## What you will do
Whatever appears in the listing, return all of it exactly.

## Data for processing
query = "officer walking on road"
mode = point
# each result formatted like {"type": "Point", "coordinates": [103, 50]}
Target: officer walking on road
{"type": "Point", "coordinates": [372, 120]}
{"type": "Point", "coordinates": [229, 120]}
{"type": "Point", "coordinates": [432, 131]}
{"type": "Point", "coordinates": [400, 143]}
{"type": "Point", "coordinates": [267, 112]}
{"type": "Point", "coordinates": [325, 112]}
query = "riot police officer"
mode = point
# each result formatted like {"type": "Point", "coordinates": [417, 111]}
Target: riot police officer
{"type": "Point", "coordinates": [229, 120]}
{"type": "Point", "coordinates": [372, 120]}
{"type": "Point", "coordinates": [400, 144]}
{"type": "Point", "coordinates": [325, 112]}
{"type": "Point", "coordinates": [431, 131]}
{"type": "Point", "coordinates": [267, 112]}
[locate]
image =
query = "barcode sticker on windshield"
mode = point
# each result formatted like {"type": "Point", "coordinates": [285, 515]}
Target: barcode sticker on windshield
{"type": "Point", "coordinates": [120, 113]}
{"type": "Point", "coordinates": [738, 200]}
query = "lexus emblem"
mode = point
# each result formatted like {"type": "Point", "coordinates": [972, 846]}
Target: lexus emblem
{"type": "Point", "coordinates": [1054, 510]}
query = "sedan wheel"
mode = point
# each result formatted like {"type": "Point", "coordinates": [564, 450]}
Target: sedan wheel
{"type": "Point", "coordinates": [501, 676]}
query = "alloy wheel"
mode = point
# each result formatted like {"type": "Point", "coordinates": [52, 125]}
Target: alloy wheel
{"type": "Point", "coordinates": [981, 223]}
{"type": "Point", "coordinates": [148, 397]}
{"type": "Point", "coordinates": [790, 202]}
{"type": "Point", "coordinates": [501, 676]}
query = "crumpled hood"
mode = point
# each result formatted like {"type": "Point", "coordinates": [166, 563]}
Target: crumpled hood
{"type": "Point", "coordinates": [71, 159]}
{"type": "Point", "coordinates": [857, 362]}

## Solution to this exercise
query = "officer walking on road"
mode = point
# each result formatted like {"type": "Point", "coordinates": [103, 50]}
Target: officer walking on road
{"type": "Point", "coordinates": [372, 120]}
{"type": "Point", "coordinates": [229, 120]}
{"type": "Point", "coordinates": [432, 131]}
{"type": "Point", "coordinates": [400, 143]}
{"type": "Point", "coordinates": [267, 112]}
{"type": "Point", "coordinates": [325, 112]}
query = "riot police officer"
mode = point
# each result formatted like {"type": "Point", "coordinates": [417, 111]}
Target: riot police officer
{"type": "Point", "coordinates": [229, 120]}
{"type": "Point", "coordinates": [372, 120]}
{"type": "Point", "coordinates": [400, 144]}
{"type": "Point", "coordinates": [325, 112]}
{"type": "Point", "coordinates": [431, 131]}
{"type": "Point", "coordinates": [267, 112]}
[locate]
image =
query = "barcode sticker on windshield"
mode = point
# each result formatted like {"type": "Point", "coordinates": [285, 515]}
Target: barcode sticker on windshield
{"type": "Point", "coordinates": [120, 113]}
{"type": "Point", "coordinates": [738, 200]}
query = "lexus emblem"
mode = point
# each result formatted like {"type": "Point", "coordinates": [972, 846]}
Target: lexus emblem
{"type": "Point", "coordinates": [1054, 510]}
query = "sedan wheel"
mode = point
# each result formatted like {"type": "Point", "coordinates": [564, 450]}
Target: sedan wheel
{"type": "Point", "coordinates": [501, 676]}
query = "alloy wheel"
mode = point
# each result formatted like {"type": "Point", "coordinates": [52, 125]}
Target: alloy wheel
{"type": "Point", "coordinates": [981, 223]}
{"type": "Point", "coordinates": [148, 397]}
{"type": "Point", "coordinates": [790, 202]}
{"type": "Point", "coordinates": [501, 676]}
query = "crumpled hood"
mode = point
# each result formatted like {"type": "Point", "coordinates": [166, 563]}
Target: crumpled hood
{"type": "Point", "coordinates": [71, 159]}
{"type": "Point", "coordinates": [857, 362]}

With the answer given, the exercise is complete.